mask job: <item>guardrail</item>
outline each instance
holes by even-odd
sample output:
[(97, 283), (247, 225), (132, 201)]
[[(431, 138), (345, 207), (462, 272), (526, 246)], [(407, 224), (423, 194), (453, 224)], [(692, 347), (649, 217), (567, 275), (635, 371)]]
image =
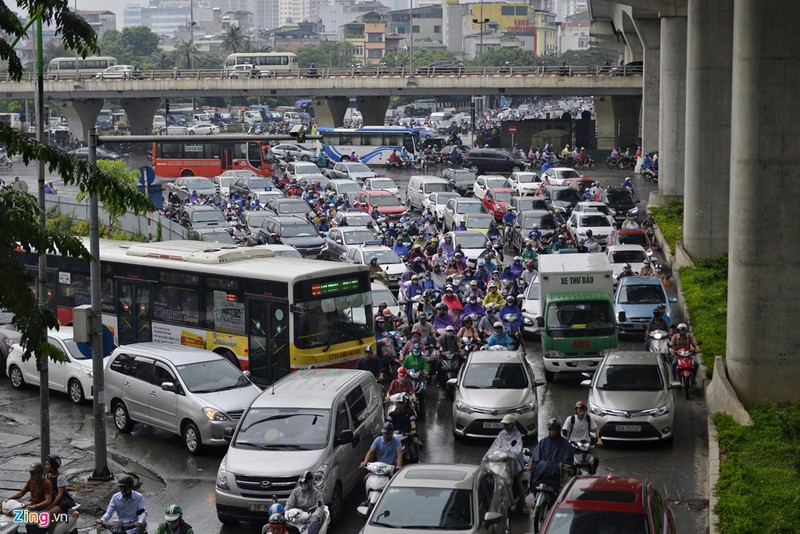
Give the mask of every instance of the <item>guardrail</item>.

WHAT TO PRODUCE
Scan the records above, then copy out each line that mentions "guardrail".

RESULT OF THE EXERCISE
mask job: <item>guardrail</item>
Give the mask of every instance of the <item>guardrail</item>.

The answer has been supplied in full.